*Work request 1*: In the hair-color essay, what did the writer's e-mailed pictures show?
*Work request 2*: Quote the hair-color essay between "I don’t walk" and "bulldoze through yesterday.", inclusive.

I try to be daring. I really do.
The counselor who led me through cognitive therapy told me once that at my core, deep inside my very truest self, I am “fearless.”
I want to squeeze onto this truth as I look in the mirror this morning, but I’m tempted to call her a bold-faced liar.
15 hours earlier…
We look like a scene from Steel Magnolias, without the accents. I am caped to the neck and making it clear that I want nothing to do with the black shade that drapes over me. But I’m confident of what I do want and sure that in no time I’ll be leaving men and women alike, paralyzed in their steps with my magnificent hair. It will flow and shine and leave everyone breathless.
My stylist, she’s perfection. She knows what I want more than I know what I want. So when she draws her finger to her lips to help soften what she’s about to say, I trust her.
“I’m going to bring you up a shade so you’re not too dark.” She knew. Oh, she knew.
I don’t walk over these cliffs alone. I’ve gotten one of my good friends hooked to the magic of my stylist too, and every time we go in, we go together. We grab coffee, catch up, transform.
Normally my general theme to all my decisions in this department is natural. Do this, but make it really natural.
My friend? It’s never purple enough. She’s actually counting down the days for her first child to be born so that she can get genuine purple highlights while she’s on maternity leave, which she can’t do while she’s working. This is good for me. It pushes me out of my comfort zone, which for some reason I decided to bulldoze through yesterday.
I e-mailed pictures of what I wanted a week ago. Brunette, fall-inspired, and not a speck of bleach left. She mixed, applied, rinsed, toned, rinsed, washed…it was exactly like the image. However, I seem to often forget that face-shape, skin tone, and air-brushing are not included in her services. No matter, it is rich and beautiful, and I’m trying to adjust.
When I got home I put Chase on those awful hot coals of marriage.
“You like it?”
“Yeah,” he said with force. “I like the blonde better.”
Nice effort. After 12 years I know what this means. He’s probably thinking Well, after 12 years you should know not to ask if you don’t want the risk of honesty. (*sigh*) Ultimately, I do.

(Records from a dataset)
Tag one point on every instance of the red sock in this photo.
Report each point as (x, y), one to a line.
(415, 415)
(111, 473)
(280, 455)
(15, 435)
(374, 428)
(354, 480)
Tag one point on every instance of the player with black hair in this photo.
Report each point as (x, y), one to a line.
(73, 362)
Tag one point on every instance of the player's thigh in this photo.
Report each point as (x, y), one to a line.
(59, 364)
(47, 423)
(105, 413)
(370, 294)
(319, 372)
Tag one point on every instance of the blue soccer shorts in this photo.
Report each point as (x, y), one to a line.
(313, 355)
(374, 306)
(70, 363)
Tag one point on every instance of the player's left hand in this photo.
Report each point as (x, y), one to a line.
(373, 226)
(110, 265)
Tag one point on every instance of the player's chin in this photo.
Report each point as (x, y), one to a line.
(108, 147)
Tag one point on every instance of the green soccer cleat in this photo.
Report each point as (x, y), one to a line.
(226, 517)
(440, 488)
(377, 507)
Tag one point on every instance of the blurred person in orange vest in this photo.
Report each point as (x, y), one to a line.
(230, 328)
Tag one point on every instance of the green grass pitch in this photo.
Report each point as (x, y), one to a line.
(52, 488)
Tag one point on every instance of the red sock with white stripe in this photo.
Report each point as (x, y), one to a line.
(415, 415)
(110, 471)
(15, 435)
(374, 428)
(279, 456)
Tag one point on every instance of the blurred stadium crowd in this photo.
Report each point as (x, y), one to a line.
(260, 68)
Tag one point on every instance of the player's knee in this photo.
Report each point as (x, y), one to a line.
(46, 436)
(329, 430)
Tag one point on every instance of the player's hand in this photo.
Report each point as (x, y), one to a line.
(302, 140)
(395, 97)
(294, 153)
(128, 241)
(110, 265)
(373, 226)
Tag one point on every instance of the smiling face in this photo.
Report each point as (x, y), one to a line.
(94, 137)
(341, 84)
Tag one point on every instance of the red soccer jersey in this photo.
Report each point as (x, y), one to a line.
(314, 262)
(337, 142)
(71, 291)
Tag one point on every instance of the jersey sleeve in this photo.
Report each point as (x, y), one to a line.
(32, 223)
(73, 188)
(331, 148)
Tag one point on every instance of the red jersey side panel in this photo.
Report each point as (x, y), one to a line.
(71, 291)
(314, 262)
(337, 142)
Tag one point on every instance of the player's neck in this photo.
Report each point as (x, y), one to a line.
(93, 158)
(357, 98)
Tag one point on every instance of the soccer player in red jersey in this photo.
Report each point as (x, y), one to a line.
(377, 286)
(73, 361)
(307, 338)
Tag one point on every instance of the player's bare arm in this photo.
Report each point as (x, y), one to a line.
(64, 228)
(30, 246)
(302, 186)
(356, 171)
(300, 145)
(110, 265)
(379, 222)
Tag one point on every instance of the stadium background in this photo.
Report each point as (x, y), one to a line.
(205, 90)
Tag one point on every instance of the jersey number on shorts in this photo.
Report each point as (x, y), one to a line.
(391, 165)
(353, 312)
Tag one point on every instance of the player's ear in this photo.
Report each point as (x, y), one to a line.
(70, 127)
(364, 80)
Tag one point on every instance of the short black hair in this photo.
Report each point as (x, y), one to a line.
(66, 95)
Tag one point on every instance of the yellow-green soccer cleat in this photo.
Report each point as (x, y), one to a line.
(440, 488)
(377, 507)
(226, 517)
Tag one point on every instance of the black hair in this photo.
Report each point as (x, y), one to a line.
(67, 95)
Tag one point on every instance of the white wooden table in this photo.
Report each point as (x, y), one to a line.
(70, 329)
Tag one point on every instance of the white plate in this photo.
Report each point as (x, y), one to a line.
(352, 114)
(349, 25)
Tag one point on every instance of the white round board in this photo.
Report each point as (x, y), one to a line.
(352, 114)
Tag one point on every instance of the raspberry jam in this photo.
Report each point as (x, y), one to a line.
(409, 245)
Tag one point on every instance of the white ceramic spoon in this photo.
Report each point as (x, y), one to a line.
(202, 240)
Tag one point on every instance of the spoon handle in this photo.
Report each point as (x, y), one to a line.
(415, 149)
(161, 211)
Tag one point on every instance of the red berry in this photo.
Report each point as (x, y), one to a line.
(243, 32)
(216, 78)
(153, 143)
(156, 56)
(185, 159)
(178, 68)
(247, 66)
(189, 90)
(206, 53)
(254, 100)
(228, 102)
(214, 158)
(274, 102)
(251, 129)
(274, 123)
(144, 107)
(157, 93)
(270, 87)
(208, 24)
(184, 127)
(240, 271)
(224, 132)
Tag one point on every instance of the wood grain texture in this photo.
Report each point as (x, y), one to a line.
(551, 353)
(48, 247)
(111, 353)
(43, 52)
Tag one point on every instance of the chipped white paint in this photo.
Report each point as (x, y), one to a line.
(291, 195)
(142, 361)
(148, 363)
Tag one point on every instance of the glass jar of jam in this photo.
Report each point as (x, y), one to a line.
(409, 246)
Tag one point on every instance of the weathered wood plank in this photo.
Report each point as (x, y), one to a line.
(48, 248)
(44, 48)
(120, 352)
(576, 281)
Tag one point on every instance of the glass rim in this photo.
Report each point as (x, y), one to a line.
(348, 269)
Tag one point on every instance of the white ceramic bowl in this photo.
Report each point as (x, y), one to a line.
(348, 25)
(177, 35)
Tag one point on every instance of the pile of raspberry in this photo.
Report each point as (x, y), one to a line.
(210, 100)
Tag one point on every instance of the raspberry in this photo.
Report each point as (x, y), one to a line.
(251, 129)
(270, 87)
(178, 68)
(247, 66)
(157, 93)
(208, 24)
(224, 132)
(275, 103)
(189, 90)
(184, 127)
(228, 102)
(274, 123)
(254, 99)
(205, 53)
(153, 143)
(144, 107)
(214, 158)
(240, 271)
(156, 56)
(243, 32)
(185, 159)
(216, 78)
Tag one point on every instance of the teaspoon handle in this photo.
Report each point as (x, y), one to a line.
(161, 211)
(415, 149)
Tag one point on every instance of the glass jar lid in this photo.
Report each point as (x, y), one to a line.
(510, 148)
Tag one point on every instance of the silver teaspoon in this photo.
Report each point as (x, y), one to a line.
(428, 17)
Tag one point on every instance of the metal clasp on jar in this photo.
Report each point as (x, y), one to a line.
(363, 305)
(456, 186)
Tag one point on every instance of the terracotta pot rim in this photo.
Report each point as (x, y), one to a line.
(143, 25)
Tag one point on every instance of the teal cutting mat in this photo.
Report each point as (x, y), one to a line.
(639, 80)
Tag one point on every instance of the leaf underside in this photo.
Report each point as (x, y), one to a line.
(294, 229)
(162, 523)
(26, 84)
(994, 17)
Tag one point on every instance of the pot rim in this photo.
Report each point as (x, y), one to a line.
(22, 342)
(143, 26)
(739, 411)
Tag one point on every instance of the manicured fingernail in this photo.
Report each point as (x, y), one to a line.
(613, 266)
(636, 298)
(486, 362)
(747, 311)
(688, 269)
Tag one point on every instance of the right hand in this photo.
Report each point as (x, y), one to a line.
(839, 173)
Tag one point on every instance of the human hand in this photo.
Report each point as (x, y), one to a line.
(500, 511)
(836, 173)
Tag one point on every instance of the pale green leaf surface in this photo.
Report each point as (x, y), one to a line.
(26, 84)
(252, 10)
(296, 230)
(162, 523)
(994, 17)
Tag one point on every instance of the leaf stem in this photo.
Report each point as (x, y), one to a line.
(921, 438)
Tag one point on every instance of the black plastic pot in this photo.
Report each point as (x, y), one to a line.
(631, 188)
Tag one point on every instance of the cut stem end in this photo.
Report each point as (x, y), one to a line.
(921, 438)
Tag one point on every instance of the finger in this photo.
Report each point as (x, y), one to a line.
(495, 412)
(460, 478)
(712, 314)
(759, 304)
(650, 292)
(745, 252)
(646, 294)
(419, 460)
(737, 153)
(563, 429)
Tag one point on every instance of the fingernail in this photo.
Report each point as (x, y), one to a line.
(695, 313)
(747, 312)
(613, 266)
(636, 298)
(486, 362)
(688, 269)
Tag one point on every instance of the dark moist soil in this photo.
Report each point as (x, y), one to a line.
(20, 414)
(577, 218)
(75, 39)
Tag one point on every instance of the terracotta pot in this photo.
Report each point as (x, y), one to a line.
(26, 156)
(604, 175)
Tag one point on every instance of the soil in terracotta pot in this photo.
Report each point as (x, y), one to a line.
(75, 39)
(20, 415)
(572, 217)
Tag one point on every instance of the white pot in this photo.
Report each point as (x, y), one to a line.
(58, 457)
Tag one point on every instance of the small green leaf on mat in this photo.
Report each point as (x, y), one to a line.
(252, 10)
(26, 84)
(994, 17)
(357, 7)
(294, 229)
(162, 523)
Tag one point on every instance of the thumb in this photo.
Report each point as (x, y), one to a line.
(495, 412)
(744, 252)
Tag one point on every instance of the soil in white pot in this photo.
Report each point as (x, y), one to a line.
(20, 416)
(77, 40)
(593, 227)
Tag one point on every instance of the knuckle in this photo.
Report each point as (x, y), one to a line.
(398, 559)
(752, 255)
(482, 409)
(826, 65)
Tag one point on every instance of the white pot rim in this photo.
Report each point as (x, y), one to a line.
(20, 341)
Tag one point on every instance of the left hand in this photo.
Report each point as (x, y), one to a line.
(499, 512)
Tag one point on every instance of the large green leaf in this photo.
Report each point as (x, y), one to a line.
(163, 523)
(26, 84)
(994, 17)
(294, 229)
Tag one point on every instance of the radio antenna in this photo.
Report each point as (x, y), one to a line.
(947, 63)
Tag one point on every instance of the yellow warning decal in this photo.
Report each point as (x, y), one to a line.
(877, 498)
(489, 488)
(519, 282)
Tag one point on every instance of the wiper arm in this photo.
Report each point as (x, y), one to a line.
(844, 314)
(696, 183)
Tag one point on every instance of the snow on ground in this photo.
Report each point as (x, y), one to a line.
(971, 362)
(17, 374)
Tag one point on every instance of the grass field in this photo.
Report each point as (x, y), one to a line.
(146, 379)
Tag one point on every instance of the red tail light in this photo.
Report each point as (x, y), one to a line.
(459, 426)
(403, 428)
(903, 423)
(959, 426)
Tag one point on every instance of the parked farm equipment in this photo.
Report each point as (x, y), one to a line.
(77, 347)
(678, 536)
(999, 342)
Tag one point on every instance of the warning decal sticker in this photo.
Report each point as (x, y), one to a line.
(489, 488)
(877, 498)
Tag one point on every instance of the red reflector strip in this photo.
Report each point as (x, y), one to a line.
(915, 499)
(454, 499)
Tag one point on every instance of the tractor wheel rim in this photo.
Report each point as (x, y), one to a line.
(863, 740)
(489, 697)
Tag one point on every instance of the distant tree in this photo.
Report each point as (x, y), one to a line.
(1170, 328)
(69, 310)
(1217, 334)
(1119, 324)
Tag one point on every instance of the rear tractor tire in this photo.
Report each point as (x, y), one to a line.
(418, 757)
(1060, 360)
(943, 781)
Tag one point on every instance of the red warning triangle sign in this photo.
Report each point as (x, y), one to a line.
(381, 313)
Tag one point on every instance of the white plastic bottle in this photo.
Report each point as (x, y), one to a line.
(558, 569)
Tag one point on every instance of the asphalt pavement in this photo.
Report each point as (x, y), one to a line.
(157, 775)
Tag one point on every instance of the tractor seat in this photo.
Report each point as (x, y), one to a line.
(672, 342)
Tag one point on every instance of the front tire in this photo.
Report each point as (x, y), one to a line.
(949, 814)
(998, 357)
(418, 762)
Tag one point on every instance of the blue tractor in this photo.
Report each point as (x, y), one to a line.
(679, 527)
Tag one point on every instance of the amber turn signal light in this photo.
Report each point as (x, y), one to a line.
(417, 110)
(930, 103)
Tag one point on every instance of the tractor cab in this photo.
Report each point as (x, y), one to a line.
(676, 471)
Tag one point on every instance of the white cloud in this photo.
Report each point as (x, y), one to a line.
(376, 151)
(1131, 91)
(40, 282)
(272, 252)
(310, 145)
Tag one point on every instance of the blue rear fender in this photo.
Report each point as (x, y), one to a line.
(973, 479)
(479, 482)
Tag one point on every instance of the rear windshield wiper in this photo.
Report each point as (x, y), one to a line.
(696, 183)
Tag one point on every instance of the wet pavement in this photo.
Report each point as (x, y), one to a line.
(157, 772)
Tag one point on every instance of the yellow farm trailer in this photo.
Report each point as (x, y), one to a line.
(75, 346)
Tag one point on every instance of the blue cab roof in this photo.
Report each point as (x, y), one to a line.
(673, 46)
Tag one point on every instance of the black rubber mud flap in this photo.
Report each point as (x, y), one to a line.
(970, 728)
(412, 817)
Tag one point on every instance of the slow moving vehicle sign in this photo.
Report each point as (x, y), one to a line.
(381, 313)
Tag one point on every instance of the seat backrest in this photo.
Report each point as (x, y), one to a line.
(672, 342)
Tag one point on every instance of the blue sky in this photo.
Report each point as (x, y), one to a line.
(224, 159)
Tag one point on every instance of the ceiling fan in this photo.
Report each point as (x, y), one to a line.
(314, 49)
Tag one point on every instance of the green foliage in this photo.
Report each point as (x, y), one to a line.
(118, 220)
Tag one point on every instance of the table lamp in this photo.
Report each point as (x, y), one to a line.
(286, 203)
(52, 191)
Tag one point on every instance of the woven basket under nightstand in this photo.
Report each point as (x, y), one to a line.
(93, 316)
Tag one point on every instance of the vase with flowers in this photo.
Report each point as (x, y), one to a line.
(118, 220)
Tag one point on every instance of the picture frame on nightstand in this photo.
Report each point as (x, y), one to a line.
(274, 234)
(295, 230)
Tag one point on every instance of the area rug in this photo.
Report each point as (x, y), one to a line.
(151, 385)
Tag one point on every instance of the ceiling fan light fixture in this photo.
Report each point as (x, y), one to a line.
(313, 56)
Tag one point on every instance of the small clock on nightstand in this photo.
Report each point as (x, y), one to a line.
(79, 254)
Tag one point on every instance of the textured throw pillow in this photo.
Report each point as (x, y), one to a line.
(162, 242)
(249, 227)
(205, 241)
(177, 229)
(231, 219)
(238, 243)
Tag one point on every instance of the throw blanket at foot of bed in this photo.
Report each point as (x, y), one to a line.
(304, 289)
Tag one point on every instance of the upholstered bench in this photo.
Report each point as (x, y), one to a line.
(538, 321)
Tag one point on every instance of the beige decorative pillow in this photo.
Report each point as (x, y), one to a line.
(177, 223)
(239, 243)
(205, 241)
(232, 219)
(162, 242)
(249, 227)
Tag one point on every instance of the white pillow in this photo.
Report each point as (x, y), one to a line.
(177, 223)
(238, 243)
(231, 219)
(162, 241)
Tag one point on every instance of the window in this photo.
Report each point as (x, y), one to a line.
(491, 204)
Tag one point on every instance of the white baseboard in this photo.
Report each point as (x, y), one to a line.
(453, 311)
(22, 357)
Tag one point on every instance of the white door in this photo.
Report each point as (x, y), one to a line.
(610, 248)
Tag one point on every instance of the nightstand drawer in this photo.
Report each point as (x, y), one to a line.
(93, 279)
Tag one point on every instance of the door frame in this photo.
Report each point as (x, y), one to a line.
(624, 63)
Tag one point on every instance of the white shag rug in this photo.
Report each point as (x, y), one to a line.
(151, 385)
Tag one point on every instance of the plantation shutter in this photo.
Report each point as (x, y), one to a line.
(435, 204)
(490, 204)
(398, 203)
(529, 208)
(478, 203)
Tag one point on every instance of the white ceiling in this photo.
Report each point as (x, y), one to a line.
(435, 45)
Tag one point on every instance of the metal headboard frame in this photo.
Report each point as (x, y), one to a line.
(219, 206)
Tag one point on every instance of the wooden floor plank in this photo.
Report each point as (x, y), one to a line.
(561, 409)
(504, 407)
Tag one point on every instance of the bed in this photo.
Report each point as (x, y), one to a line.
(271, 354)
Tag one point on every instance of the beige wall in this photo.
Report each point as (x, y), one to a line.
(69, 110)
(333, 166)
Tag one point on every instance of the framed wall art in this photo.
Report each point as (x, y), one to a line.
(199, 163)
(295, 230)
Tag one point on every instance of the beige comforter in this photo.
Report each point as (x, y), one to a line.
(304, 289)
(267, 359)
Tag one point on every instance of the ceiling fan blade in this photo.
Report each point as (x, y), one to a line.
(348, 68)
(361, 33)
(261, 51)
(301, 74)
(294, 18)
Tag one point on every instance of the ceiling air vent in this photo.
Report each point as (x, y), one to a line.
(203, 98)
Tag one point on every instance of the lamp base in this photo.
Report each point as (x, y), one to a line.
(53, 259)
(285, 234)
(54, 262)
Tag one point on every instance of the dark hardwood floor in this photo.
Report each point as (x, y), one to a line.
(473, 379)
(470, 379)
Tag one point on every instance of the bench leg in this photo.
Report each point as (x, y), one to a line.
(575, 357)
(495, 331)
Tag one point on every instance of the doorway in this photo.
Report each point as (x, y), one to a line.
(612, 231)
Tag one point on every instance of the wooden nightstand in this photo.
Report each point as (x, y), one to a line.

*Task result 1*: They showed brunette, fall-inspired hair with not a speck of bleach left.

*Task result 2*:
I don’t walk over these cliffs alone. I’ve gotten one of my good friends hooked to the magic of my stylist too, and every time we go in, we go together. We grab coffee, catch up, transform.
Normally my general theme to all my decisions in this department is natural. Do this, but make it really natural.
My friend? It’s never purple enough. She’s actually counting down the days for her first child to be born so that she can get genuine purple highlights while she’s on maternity leave, which she can’t do while she’s working. This is good for me. It pushes me out of my comfort zone, which for some reason I decided to bulldoze through yesterday.